• [Trecho do texto]

════

Isso porém não foi suficiente até hoje para dissipar a expectativa de perigo que assalta os
passageiros que pela primeira vez fazem a viagem. É um sentimento semelhante ao que a maioria das pessoas tem ao viajar de avião.
O engenheiro João Antonio dos Reis Rocha, 30 anos de idade, já trabalhou na construção
de cinco barragens e há três anos é o chefe do trecho da Serra. Ele encara com tranqüilidade esta grande responsabilidade:
"O sistema de cabo de aço é muito seguro. Os poucos desastres aconteceram por falhas
humanas e não mecânicas. O trabalho é rotina, uma atenciosa fiscalização diária é suficiente para dar segurança".
Nos vagões da primeira classe, durante o trajeto da Serra, a movimentação entre
passageiros aumenta, devido à disputa pelas janelas do lado direito dos vagões, de onde avista-se melhor a paisagem. Do lado esquerdo há apenas o
quadro que oferece o paredão formado pelo corte dos morros.
Nos vagões da segunda classe, alguns passageiros acordam resmungando com o barulho dos
que procuram as janelas vazias.
O trem vence a Serra através de quatro etapas, separadas por patamares. Máquinas
fixas, acionadas a vapor, com enormes carretilhas, movimentam e sustentam o cabo de aço, em cada um dos patamares. O cabo dá voltas nas carretilhas
situadas nos patamares, continuamente, parecendo não ter fim. Cada lance funciona independentemente dos outros.

════

• [Trechos do material]
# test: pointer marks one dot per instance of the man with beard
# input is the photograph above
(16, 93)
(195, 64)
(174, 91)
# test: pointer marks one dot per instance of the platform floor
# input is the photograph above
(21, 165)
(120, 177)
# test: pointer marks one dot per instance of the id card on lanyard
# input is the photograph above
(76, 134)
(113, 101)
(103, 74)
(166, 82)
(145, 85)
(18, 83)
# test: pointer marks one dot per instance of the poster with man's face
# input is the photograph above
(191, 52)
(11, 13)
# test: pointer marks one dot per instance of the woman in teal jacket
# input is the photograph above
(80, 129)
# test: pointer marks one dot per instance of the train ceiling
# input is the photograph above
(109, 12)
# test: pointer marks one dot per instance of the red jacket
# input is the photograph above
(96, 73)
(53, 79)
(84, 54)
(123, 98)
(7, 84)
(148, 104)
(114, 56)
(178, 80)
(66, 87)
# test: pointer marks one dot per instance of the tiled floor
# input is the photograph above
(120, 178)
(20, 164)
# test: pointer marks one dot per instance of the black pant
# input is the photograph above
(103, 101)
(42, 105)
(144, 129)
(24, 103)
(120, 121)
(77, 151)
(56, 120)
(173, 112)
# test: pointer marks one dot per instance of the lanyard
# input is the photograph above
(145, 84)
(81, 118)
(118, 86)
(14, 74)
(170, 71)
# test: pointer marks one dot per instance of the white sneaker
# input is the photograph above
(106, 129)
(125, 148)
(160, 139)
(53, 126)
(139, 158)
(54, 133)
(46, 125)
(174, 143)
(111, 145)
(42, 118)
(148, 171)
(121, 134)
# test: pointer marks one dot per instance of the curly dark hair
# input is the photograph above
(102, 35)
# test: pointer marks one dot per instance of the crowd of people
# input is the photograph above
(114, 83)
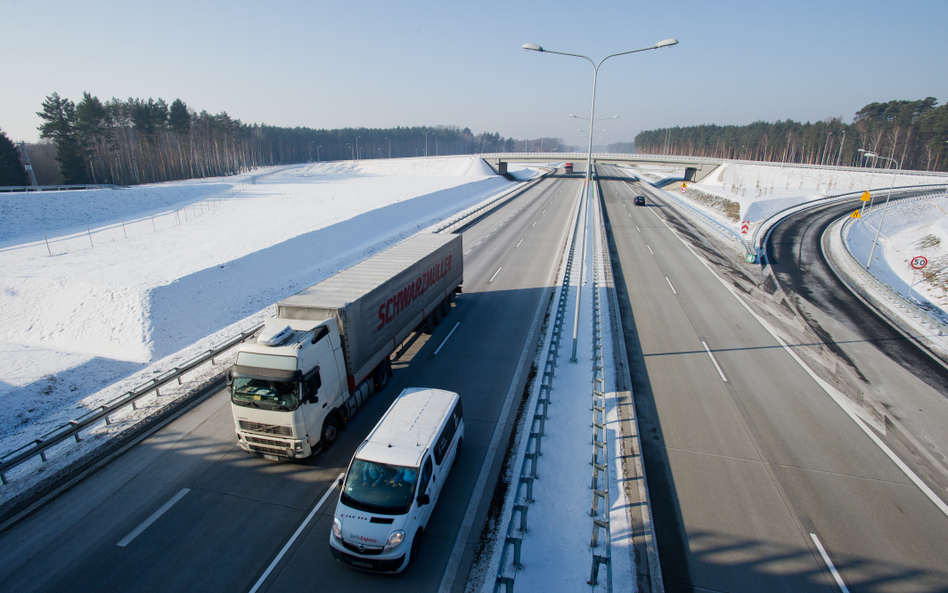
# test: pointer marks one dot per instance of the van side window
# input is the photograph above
(425, 477)
(447, 435)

════

• [Objetivos]
1) Responda com base no texto sobre o trem na Serra:
(a) Há quantos anos João Antonio dos Reis Rocha é chefe do trecho da Serra?
(b) Nos vagões da primeira classe, por que os passageiros disputam as janelas do lado direito?
(c) Em quantas etapas o trem vence a Serra?
2) Reproduza a parte do texto sobre o trem na Serra que começa nas palavras "O trem vence" e termina depois de "independentemente dos outros.".

• [As respostas]
1)
(a) Há três anos.
(b) Porque do lado direito se avista melhor a paisagem.
(c) Em quatro etapas, separadas por patamares.

2)
O trem vence a Serra através de quatro etapas, separadas por patamares. Máquinas
fixas, acionadas a vapor, com enormes carretilhas, movimentam e sustentam o cabo de aço, em cada um dos patamares. O cabo dá voltas nas carretilhas
situadas nos patamares, continuamente, parecendo não ter fim. Cada lance funciona independentemente dos outros.